**TEXT SEGMENT:**
= Beginning of Section =
At this time, Mexican Federal Police Officers posted on board the Sea Shepherd vessel returned 3 shots to deter the approaching skiff.

At 7:53 pm, the Fast Naval Patrol vessel in the area was informed and in less than 10 minutes was underway to support the M/V Sharpie. Net retrieval operations were stopped and the crew mustered below deck in the mess room. At 8:05 pm a second skiff closed in on the M/V Sharpie at high speed. The M/V Sharpie proceeded south towards San Felipe and arrived at San Felipe Harbour at 11:10pm to process 13 totoabas recovered from illegal nets that had been left on deck during the melee.

Sea Shepherd would like to thank the Mexican Navy and the Mexican Federal Police for their prompt and professional action to maintain order in the Upper Gulf of California.
= End of Section =
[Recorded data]
= Beginning of Section =
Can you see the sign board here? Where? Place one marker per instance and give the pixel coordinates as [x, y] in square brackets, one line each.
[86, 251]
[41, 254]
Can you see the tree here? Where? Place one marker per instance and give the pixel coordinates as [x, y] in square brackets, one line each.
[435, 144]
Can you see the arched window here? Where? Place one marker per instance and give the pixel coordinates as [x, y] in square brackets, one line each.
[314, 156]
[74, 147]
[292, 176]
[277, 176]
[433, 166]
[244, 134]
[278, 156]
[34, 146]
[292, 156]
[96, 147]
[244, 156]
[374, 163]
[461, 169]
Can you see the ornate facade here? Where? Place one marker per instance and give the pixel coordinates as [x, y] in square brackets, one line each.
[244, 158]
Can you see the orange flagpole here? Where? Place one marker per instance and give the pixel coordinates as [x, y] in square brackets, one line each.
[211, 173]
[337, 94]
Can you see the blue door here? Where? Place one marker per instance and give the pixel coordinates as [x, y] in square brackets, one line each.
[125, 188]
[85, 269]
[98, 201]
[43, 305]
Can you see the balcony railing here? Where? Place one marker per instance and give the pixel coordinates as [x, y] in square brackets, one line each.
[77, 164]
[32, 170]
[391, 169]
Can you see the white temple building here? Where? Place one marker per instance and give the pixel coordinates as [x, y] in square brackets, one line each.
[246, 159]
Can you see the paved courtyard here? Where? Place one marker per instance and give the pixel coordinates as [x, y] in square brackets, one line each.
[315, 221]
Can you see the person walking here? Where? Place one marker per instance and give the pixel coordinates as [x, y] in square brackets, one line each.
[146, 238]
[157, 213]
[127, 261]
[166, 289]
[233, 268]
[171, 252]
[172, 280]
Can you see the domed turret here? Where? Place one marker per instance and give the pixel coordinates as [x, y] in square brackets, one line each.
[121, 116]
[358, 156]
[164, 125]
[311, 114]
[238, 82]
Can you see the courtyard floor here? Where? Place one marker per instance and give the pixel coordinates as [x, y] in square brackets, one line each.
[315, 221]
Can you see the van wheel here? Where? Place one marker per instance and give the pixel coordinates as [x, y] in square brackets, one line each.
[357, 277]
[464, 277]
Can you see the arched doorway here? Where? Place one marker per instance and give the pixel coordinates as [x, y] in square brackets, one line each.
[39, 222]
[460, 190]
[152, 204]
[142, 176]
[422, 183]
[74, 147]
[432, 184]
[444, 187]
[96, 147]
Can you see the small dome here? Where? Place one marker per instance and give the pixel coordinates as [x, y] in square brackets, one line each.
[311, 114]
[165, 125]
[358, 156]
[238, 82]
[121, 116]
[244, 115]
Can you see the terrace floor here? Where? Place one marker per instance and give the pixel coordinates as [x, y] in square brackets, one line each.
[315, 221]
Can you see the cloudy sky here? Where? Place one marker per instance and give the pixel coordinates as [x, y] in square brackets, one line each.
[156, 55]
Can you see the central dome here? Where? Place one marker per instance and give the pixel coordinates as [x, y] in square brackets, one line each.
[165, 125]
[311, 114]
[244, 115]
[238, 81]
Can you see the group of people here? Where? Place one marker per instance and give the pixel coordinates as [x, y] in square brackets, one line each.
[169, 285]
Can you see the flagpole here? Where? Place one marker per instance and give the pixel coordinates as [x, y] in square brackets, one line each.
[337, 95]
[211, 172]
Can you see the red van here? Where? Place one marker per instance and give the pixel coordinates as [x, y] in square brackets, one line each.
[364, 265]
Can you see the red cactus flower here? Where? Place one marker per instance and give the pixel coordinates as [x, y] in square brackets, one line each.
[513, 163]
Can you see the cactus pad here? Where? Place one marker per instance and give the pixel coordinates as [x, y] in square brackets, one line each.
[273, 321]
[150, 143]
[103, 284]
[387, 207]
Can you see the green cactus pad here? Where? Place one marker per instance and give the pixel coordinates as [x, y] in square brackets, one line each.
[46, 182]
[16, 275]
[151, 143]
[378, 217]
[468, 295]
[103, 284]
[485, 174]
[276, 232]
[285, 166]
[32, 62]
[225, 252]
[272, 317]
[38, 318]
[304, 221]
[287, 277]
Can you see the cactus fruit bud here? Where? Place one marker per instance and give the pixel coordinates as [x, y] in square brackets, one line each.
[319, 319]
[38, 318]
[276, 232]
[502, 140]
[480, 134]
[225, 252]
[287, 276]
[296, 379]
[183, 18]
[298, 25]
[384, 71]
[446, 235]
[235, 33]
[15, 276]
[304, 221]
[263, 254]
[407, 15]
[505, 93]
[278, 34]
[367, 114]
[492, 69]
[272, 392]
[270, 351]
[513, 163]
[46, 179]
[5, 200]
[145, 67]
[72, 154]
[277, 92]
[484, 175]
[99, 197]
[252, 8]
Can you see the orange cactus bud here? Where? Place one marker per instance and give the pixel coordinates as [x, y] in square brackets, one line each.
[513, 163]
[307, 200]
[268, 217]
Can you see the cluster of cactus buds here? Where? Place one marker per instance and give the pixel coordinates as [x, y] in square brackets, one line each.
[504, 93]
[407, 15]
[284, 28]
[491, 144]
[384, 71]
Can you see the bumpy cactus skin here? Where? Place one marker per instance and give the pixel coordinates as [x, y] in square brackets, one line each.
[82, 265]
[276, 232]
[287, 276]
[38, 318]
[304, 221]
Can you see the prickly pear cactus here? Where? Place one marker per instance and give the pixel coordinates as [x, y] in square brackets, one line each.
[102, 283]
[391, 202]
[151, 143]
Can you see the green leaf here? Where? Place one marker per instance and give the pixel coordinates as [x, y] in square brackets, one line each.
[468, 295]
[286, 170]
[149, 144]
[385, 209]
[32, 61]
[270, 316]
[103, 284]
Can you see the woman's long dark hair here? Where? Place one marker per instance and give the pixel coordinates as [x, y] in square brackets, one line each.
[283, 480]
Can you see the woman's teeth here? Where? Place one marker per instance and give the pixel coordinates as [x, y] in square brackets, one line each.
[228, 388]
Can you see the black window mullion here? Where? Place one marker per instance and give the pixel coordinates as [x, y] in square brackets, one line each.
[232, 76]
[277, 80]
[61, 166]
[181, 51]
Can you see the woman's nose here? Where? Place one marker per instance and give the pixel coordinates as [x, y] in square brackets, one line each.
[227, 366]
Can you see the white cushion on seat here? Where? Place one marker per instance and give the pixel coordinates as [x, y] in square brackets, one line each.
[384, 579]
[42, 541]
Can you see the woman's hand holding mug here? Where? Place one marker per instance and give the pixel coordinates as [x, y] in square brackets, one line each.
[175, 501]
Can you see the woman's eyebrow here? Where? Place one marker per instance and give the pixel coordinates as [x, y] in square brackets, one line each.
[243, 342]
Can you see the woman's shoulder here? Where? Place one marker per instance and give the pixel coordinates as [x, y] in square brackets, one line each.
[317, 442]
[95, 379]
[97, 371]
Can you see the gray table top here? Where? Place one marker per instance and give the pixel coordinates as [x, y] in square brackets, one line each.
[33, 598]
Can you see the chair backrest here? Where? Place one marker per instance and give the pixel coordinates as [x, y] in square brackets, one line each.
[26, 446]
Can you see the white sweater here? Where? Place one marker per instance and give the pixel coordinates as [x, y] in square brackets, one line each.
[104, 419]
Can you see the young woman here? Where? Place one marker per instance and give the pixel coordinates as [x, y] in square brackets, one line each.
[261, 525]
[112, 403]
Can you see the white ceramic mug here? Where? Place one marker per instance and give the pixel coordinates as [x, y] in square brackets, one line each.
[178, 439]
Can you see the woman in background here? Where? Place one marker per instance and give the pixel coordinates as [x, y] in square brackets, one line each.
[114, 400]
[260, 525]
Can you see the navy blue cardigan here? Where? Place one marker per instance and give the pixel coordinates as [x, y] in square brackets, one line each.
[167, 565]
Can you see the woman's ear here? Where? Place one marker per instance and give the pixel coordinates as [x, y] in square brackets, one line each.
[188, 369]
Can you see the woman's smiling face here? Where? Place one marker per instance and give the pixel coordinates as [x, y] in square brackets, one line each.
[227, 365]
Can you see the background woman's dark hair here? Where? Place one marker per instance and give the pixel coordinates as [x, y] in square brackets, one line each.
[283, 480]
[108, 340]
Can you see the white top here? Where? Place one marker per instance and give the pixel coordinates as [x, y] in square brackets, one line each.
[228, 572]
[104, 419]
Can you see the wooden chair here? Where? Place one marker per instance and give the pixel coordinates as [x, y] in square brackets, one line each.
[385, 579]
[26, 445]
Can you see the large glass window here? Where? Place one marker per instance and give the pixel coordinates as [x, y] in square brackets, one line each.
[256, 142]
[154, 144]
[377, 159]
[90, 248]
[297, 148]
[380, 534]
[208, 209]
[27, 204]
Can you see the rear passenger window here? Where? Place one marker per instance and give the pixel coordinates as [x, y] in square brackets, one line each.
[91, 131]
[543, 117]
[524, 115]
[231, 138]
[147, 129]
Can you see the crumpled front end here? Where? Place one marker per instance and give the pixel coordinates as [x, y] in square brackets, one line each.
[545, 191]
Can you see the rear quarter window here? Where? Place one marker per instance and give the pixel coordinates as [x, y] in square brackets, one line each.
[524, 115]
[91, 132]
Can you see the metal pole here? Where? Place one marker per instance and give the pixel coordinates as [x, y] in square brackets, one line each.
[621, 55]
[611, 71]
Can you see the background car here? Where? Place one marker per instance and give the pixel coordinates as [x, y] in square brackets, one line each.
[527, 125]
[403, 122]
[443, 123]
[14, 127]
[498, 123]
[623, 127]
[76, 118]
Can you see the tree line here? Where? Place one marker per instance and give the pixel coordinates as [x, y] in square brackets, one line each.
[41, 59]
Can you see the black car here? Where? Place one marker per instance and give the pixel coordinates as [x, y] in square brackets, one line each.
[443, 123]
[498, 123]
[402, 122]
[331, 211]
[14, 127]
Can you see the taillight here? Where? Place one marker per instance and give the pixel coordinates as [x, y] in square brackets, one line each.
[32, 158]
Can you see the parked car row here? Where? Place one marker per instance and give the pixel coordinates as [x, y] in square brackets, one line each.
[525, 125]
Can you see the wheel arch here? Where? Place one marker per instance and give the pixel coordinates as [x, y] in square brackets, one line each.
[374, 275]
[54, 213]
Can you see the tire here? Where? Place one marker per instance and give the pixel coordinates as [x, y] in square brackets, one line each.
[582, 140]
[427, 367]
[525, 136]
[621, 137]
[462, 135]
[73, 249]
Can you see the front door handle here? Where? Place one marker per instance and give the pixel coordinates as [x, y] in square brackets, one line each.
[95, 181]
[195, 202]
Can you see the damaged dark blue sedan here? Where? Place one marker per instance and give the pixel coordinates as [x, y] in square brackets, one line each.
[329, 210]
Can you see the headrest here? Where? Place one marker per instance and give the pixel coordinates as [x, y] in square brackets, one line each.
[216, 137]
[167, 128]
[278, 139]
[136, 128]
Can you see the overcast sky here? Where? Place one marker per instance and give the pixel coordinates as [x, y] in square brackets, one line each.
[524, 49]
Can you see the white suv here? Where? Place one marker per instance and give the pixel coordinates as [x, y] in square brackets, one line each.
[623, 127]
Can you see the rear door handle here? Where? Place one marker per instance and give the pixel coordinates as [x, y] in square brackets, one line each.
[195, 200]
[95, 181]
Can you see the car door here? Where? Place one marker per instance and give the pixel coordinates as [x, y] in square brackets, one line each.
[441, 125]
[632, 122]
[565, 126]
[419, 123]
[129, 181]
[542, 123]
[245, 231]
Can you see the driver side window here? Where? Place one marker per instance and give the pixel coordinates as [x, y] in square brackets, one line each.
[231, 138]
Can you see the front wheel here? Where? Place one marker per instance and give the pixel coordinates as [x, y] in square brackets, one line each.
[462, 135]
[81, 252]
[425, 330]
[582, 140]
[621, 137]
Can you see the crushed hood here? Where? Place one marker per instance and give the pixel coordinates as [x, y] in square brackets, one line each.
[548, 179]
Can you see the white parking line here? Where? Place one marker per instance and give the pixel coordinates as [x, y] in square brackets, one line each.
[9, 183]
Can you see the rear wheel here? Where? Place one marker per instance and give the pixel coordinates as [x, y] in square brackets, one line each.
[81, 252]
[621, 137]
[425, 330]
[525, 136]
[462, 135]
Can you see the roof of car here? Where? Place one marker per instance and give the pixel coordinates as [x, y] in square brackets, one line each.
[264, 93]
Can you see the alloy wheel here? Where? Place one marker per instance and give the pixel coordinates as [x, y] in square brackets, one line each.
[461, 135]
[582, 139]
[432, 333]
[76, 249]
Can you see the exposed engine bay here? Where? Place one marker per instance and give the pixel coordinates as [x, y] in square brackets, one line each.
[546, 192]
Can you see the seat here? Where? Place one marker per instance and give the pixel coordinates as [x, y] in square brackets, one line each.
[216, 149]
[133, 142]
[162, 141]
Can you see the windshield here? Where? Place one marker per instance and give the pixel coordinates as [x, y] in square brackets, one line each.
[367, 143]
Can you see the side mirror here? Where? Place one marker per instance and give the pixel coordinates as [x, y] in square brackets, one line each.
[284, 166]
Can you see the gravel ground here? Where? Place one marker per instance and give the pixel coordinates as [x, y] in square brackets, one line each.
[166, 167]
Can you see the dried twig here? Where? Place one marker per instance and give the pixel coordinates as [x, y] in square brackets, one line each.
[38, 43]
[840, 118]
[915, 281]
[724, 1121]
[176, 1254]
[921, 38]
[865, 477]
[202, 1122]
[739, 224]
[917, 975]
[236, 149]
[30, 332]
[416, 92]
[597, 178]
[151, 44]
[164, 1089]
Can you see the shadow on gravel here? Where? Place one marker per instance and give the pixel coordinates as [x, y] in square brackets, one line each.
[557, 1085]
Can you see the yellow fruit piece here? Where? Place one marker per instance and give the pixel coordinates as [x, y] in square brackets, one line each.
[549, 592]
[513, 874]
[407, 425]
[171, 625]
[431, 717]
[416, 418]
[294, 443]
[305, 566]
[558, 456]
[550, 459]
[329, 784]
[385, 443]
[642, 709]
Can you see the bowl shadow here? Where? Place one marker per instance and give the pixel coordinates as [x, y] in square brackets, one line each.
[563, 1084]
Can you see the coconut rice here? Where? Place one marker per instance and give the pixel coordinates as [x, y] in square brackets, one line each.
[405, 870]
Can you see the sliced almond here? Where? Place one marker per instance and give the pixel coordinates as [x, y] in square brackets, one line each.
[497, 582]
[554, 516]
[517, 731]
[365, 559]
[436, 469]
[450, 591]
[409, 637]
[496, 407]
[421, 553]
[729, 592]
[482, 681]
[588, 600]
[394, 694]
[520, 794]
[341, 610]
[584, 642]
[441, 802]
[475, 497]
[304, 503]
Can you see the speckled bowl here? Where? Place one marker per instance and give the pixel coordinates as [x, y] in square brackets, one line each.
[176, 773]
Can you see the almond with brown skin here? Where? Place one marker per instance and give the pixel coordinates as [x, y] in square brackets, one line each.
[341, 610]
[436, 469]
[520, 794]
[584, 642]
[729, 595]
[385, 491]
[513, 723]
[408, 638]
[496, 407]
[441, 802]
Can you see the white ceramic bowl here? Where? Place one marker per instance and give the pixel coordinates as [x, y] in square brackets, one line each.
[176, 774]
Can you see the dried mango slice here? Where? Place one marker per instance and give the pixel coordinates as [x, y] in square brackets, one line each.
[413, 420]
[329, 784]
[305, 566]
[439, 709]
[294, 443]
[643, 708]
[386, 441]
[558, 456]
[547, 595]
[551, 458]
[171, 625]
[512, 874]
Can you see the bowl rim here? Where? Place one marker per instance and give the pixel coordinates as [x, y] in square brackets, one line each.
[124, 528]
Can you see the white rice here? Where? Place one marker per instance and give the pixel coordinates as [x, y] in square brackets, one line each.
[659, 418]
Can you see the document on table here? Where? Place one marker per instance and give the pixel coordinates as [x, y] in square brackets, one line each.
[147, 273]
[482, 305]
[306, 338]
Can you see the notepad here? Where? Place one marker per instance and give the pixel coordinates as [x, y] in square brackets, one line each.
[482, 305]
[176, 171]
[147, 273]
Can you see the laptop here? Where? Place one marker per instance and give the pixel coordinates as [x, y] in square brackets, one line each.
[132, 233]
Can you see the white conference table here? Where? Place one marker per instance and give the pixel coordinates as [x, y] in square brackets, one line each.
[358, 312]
= End of Section =
**PROBLEMS TO SOLVE:**
a) According to the incident account, at what time did the M/V Sharpie arrive at San Felipe Harbour?
b) Reproduce the part of the incident account that opens with the words containing "At 7:53 pm, the" and closes with "Gulf of California.".
c) Write the next part of the incident account about the Sea Shepherd vessel M/V Sharpie, picking up after its final sentence.

**RESPONSES FOR EACH TASK:**
a) 11:10 pm

b)
At 7:53 pm, the Fast Naval Patrol vessel in the area was informed and in less than 10 minutes was underway to support the M/V Sharpie. Net retrieval operations were stopped and the crew mustered below deck in the mess room. At 8:05 pm a second skiff closed in on the M/V Sharpie at high speed. The M/V Sharpie proceeded south towards San Felipe and arrived at San Felipe Harbour at 11:10pm to process 13 totoabas recovered from illegal nets that had been left on deck during the melee.

Sea Shepherd would like to thank the Mexican Navy and the Mexican Federal Police for their prompt and professional action to maintain order in the Upper Gulf of California.

c)
Sea Shepherd is currently conducting Operation Milagro IV, an anti-poaching and illegal net retrieval campaign in the Upper Sea of Cortez to protect the Vaquita Marina and Totoaba Bass, in partnership with the Government of Mexico.

Sea Shepherd carries five armed law enforcement agents on board its vessels to ensure safety and order while patrolling the waters of the Upper Gulf of California Vaquita Refuge, a Federally Protected and UNESCO listed Area.